**INSTRUCTIONS TO FOLLOW:** Could you gather every line of the records that contains the word "this"?

(Data records)
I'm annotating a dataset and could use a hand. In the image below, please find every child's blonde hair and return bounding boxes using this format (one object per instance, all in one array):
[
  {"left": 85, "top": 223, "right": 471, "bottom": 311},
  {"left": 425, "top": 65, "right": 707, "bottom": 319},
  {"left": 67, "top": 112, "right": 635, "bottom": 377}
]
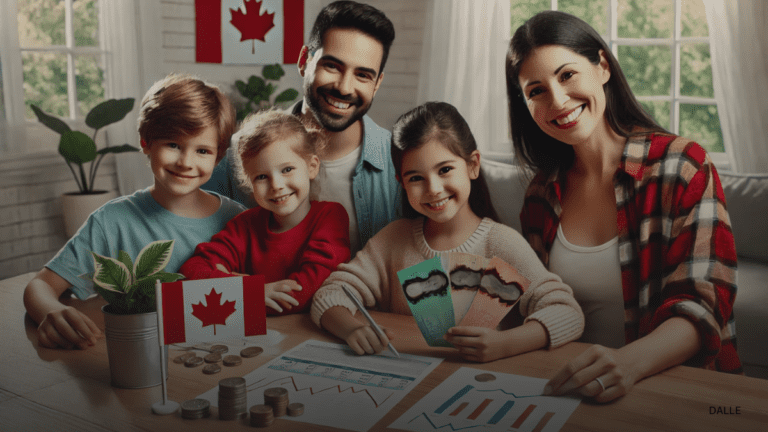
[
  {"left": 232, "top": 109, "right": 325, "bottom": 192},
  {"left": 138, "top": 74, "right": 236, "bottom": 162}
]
---
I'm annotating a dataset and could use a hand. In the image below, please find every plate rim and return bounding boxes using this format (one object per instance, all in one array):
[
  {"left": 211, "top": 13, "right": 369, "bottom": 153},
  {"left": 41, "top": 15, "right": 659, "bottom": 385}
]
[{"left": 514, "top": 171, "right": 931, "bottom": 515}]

**ANSWER:**
I'm annotating a dataset and could use a hand. In the image below, please find every child's blonde hair and return bounding boxes using this format (one object per instance, all in one array):
I'm annotating a dataset and could use a hand. In the image below, please find every plate rim and return bounding boxes using this format (one object per instance, all in one array):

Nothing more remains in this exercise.